### EXERCÍCIO
Extraia, por favor, do texto sobre o princípio da insignificância a passagem que vai de "Torna-se interessante a" até "causarão alto custo.", inclusive, copiando-a sem nenhuma alteração.

### TRECHO DO TEXTO

########

Torna-se interessante a análise da decisão em destaque para entendermos que a aplicação de tal princípio ainda dependerá do exame de cada caso em concreto. No julgado acima mesmo o valor do imposto sendo inferior ao estabelecido, constatou-se a existência de certa habitualidade delitiva, motivo pelo qual afasta a insignificância.

O que não ocorre no caso em questão, porquanto a Senhora XXX, ora denunciada, é primária e possui bons antecedentes, não configurando qualquer tipo de reiteração ou reincidência, por isso, não há plausibilidade em tratar como delinquente ou movimentar todo o sistema judiciário contra alguém que traz de uma viagem mercadorias no valor R$ 9.000,00 (nove mil reais). Assim, não há porque ocupar o judiciário com questões que certamente só lhe causarão alto custo.

########

### DADOS FORNECIDOS

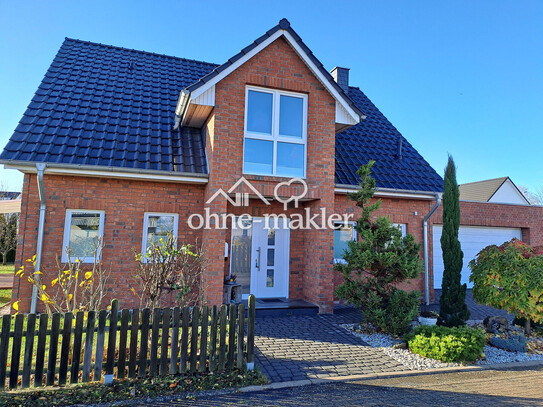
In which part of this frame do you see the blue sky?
[0,0,543,193]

########

### RESPOSTA CORRETA
Torna-se interessante a análise da decisão em destaque para entendermos que a aplicação de tal princípio ainda dependerá do exame de cada caso em concreto. No julgado acima mesmo o valor do imposto sendo inferior ao estabelecido, constatou-se a existência de certa habitualidade delitiva, motivo pelo qual afasta a insignificância.

O que não ocorre no caso em questão, porquanto a Senhora XXX, ora denunciada, é primária e possui bons antecedentes, não configurando qualquer tipo de reiteração ou reincidência, por isso, não há plausibilidade em tratar como delinquente ou movimentar todo o sistema judiciário contra alguém que traz de uma viagem mercadorias no valor R$ 9.000,00 (nove mil reais). Assim, não há porque ocupar o judiciário com questões que certamente só lhe causarão alto custo.